### TASK
Keep only the lines of the records below that contain the string "face". Letter case counts.
----- MATERIAL FOR THIS TASK -----
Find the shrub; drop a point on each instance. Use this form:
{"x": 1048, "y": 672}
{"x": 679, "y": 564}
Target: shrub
-----
----- MATERIAL FOR THIS TASK -----
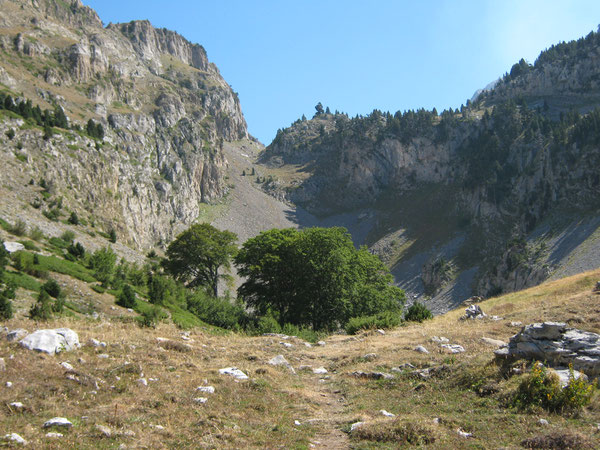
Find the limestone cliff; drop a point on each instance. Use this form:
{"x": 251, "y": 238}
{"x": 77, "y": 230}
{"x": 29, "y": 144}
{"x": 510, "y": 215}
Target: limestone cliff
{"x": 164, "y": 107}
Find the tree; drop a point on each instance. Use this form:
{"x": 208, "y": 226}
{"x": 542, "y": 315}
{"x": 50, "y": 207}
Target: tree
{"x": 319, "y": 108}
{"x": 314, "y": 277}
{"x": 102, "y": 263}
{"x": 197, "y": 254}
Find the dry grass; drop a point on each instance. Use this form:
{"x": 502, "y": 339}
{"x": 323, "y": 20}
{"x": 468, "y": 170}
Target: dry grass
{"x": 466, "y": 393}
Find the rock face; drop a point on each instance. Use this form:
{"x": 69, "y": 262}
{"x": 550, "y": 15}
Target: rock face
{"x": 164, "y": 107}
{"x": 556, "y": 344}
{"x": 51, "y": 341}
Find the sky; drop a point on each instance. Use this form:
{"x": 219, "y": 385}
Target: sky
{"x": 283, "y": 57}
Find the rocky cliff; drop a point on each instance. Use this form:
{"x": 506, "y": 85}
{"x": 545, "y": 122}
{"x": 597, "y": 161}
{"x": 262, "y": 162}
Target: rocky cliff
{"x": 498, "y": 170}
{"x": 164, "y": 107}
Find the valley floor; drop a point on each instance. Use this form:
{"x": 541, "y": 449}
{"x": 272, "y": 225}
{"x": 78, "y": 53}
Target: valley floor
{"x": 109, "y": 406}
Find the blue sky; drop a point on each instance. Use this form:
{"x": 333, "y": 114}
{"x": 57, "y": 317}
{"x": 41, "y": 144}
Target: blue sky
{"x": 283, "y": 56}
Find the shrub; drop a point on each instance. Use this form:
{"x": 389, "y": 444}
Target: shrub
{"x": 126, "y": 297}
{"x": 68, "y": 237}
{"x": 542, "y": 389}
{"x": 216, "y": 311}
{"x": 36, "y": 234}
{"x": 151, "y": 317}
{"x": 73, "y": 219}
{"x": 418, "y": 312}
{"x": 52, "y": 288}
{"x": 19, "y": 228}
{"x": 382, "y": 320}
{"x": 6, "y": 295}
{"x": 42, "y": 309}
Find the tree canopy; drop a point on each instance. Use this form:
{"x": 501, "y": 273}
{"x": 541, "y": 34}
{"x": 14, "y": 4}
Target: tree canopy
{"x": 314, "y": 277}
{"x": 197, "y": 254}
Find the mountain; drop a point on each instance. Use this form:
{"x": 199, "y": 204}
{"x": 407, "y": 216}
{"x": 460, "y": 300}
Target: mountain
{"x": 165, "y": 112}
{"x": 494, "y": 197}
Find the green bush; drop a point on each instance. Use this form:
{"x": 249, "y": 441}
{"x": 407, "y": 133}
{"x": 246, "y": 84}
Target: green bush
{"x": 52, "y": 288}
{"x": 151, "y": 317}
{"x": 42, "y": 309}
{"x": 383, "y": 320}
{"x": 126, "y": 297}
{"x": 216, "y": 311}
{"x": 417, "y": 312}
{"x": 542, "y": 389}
-----
### RESULT OF THIS TASK
Find the rock face; drop a point on each instance. Use this form:
Target: rock face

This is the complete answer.